### Extracted entries

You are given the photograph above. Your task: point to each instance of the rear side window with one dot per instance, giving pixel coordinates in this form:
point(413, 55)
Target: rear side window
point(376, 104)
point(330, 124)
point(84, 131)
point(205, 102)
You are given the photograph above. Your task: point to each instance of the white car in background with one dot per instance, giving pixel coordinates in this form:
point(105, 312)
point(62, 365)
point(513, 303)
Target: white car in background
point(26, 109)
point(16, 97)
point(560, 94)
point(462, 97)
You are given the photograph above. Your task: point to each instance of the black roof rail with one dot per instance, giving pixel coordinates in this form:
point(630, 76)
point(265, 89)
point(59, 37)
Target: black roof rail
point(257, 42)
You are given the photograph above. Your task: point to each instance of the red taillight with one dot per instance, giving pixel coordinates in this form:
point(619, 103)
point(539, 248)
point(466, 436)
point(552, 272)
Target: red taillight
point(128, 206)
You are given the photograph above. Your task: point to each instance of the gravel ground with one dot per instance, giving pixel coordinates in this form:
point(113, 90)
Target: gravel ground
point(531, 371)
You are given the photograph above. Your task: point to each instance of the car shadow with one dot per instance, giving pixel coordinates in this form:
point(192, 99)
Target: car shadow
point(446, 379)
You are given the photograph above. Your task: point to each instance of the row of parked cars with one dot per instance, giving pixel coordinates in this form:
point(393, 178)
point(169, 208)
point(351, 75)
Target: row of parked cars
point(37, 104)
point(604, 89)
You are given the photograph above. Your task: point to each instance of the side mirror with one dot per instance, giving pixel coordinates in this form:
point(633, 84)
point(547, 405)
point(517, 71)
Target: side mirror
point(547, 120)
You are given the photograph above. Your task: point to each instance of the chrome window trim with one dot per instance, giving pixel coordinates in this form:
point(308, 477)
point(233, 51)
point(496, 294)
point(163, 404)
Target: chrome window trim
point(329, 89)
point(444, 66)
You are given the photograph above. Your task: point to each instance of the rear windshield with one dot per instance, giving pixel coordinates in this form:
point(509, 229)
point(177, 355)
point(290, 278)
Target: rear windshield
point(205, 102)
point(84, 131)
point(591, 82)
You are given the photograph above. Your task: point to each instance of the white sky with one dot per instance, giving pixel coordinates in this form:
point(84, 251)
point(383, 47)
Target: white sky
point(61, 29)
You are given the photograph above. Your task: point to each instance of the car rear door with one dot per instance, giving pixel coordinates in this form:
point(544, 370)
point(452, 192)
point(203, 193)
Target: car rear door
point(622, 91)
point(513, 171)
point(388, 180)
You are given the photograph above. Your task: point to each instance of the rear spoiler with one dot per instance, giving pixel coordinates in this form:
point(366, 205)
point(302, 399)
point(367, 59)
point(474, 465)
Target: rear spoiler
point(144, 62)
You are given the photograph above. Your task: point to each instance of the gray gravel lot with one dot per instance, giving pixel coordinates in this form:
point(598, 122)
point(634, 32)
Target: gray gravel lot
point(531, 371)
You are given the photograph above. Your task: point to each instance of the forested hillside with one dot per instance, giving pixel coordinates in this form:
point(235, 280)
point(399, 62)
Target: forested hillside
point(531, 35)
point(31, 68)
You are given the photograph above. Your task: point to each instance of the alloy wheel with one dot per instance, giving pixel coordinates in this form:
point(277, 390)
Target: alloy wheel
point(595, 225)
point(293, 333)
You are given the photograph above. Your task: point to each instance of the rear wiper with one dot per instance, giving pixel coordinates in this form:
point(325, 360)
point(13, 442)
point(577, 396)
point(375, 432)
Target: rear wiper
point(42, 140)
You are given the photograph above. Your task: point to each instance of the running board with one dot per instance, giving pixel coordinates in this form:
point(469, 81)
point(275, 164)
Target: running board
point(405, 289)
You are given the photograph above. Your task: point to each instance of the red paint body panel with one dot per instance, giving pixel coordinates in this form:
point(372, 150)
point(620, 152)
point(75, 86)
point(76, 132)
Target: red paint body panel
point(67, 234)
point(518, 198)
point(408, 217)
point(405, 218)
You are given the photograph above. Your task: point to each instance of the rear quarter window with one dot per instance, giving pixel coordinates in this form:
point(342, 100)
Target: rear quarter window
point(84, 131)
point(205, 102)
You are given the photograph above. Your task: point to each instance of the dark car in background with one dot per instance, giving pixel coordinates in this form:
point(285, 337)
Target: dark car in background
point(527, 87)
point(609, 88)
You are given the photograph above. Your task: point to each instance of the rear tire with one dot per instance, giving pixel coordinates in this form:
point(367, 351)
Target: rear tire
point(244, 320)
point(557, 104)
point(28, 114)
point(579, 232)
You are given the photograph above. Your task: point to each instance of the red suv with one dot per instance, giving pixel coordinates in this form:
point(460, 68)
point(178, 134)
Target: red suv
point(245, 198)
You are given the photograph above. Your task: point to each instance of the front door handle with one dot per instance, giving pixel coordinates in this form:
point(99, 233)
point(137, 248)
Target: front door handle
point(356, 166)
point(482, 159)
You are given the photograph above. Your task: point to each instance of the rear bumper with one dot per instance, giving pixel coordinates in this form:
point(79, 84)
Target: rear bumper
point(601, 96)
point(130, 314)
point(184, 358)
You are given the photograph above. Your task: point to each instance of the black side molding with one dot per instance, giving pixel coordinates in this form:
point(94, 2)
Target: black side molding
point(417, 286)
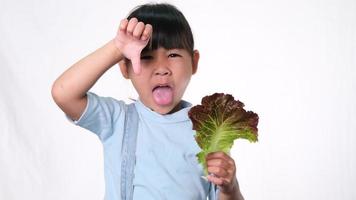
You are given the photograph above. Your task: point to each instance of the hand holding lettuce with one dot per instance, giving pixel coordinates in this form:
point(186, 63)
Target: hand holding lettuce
point(218, 122)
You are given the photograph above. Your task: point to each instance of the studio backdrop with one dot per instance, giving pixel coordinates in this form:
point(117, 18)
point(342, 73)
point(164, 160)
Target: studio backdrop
point(292, 62)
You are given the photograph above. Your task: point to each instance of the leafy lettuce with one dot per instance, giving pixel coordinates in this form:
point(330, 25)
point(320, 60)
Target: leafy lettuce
point(218, 122)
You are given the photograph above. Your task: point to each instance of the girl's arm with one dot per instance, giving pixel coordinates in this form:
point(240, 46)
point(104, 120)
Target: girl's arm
point(69, 90)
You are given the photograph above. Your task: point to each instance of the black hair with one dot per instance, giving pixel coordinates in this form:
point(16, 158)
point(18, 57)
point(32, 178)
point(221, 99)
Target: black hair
point(170, 28)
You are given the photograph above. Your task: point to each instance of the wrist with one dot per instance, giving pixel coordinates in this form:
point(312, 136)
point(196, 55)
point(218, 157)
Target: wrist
point(116, 51)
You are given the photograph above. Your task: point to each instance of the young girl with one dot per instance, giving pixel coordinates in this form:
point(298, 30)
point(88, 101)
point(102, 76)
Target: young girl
point(155, 49)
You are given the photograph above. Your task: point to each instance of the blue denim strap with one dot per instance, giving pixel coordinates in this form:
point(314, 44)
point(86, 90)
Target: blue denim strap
point(128, 152)
point(213, 192)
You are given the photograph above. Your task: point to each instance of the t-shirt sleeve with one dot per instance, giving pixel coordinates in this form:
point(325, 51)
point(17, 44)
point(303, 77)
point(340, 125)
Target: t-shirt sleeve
point(100, 115)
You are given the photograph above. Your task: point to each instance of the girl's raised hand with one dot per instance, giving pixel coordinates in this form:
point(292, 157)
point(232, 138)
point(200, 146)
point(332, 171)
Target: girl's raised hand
point(131, 39)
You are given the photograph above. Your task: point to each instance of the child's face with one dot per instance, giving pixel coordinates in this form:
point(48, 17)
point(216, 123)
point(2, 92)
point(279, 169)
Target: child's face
point(165, 74)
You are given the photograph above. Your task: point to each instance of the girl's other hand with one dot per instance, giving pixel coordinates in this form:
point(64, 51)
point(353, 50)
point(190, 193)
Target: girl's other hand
point(131, 39)
point(222, 170)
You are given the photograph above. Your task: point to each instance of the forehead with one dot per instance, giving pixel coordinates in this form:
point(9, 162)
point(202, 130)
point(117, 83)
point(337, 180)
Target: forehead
point(165, 50)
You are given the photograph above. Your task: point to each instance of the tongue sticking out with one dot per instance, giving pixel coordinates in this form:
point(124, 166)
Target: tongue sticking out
point(163, 95)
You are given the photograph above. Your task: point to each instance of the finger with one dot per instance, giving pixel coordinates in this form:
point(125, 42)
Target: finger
point(136, 64)
point(147, 32)
point(123, 24)
point(218, 155)
point(131, 26)
point(219, 163)
point(216, 180)
point(218, 171)
point(140, 26)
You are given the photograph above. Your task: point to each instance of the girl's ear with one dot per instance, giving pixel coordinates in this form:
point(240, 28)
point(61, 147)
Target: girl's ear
point(196, 57)
point(124, 68)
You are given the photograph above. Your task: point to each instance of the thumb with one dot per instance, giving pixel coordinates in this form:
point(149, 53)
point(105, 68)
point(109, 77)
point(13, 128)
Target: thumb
point(136, 64)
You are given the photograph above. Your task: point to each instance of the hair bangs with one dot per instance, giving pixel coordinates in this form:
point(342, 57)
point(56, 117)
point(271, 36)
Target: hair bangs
point(170, 28)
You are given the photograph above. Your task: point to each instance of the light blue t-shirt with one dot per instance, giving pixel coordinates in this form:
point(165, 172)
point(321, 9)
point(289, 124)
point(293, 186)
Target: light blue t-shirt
point(166, 166)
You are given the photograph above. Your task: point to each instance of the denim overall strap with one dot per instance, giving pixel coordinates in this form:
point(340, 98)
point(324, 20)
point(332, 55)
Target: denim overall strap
point(128, 152)
point(213, 192)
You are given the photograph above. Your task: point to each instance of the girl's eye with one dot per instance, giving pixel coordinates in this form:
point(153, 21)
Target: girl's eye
point(173, 55)
point(146, 57)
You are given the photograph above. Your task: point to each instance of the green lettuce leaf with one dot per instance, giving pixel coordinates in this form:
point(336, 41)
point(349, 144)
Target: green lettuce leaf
point(218, 121)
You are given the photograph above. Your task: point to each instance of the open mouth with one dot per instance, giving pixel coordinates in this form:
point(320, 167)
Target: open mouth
point(163, 94)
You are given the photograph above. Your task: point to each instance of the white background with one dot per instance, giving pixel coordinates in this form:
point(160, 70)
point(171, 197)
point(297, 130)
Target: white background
point(292, 62)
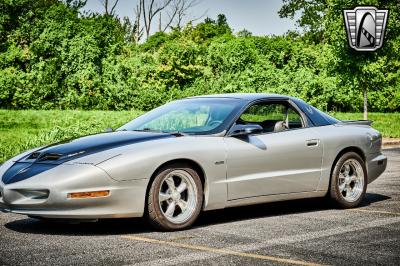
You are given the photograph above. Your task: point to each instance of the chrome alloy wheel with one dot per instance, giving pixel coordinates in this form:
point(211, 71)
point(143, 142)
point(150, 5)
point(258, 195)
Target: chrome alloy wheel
point(351, 180)
point(178, 196)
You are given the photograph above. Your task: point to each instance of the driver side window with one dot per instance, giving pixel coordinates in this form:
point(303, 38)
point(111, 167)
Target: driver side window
point(272, 117)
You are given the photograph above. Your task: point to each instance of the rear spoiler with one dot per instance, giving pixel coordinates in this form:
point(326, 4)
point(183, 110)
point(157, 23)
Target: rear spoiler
point(356, 122)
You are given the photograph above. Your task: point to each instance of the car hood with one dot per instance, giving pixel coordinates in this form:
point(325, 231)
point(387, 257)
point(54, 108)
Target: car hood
point(50, 156)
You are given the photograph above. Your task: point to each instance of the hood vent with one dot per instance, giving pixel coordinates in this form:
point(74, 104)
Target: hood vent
point(44, 156)
point(34, 155)
point(49, 157)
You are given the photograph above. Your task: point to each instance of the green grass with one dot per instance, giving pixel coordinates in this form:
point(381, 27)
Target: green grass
point(386, 123)
point(21, 130)
point(25, 129)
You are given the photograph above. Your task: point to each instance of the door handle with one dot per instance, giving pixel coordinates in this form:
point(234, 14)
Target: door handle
point(312, 142)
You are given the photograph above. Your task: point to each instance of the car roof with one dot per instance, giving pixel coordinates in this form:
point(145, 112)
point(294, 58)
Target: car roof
point(244, 96)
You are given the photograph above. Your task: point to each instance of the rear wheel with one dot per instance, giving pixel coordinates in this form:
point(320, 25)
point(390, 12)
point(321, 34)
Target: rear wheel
point(348, 181)
point(175, 198)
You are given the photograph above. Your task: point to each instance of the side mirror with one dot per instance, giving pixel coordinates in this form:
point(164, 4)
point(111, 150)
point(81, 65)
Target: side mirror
point(243, 130)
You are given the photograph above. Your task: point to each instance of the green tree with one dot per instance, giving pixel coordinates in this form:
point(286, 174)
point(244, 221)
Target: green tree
point(322, 21)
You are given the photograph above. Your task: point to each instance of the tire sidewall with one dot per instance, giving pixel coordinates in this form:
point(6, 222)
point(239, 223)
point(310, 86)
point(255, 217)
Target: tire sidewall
point(335, 194)
point(155, 213)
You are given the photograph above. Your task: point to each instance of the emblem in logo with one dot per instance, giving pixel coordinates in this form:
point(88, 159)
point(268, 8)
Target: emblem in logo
point(365, 27)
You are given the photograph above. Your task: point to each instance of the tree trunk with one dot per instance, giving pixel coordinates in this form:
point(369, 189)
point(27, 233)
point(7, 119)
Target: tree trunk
point(365, 103)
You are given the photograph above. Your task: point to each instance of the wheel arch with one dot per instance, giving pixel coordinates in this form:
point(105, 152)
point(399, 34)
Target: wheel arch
point(179, 161)
point(355, 149)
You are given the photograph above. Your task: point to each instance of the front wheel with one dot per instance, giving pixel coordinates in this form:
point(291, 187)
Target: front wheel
point(175, 198)
point(348, 181)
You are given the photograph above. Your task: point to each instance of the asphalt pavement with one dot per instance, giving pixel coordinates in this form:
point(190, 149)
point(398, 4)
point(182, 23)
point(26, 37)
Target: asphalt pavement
point(302, 232)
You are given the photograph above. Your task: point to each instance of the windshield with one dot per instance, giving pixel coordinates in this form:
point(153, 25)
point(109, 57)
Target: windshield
point(192, 116)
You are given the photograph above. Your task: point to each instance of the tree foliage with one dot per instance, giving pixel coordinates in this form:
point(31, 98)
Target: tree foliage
point(54, 57)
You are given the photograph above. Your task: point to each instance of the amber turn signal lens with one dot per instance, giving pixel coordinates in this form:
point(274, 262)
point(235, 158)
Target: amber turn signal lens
point(88, 194)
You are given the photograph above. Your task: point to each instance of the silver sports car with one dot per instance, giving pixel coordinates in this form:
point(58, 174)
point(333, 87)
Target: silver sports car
point(194, 154)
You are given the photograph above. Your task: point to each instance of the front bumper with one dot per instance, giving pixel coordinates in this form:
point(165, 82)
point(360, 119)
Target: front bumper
point(376, 166)
point(45, 195)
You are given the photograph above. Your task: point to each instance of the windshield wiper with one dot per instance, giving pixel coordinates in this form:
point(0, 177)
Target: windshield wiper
point(146, 130)
point(175, 133)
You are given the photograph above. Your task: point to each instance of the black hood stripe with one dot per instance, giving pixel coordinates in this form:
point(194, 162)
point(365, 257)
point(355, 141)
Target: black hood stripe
point(44, 159)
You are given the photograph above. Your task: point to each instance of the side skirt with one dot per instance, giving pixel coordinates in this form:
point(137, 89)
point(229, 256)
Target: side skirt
point(273, 198)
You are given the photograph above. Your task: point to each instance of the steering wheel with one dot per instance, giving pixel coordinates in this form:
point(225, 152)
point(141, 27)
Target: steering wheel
point(215, 122)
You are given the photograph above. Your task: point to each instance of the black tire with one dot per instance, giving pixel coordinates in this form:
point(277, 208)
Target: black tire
point(336, 196)
point(155, 213)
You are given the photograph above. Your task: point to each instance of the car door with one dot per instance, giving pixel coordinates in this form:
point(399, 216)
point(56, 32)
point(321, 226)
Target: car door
point(279, 160)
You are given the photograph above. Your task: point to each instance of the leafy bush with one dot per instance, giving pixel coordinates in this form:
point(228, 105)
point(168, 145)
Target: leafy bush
point(54, 57)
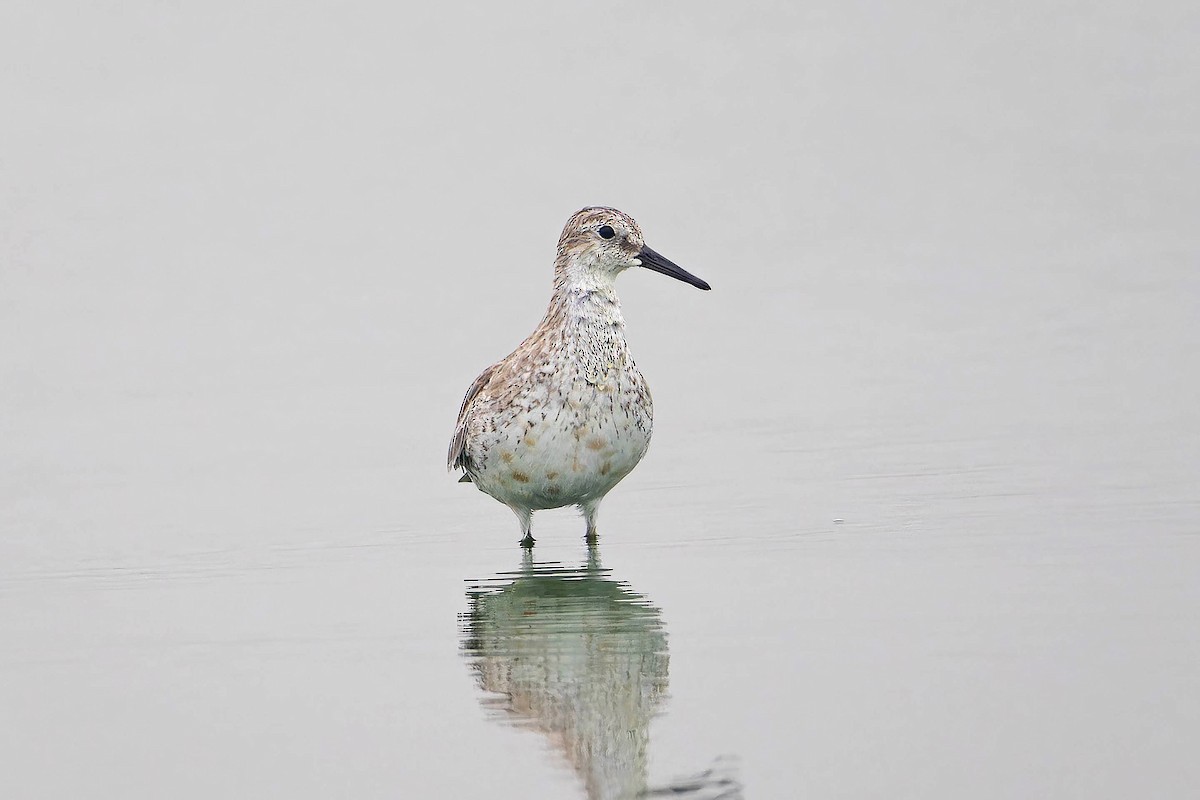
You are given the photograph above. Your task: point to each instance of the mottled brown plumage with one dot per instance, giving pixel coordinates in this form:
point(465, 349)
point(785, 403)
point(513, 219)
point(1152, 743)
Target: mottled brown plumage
point(567, 415)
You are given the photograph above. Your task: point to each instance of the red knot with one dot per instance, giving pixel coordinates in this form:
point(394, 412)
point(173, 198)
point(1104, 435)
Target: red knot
point(563, 417)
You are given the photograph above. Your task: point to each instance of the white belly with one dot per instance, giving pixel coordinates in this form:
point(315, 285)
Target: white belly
point(564, 450)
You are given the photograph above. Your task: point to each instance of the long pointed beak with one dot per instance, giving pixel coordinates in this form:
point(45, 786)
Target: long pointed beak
point(652, 260)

### Problem statement
Transcribe, word for word, the data above from its first line through the line with "point(513, 303)", and include nothing else.

### Task answer
You are given the photograph above. Your task: point to each instance of the rear side window with one dot per instance, giving pixel coordinates in this form:
point(413, 55)
Target: rear side window
point(376, 104)
point(330, 124)
point(84, 131)
point(205, 102)
You are given the photograph above. Your task: point to each instance of the white car in background with one dot per instance, giving pixel coordinates in this form:
point(105, 312)
point(62, 365)
point(513, 303)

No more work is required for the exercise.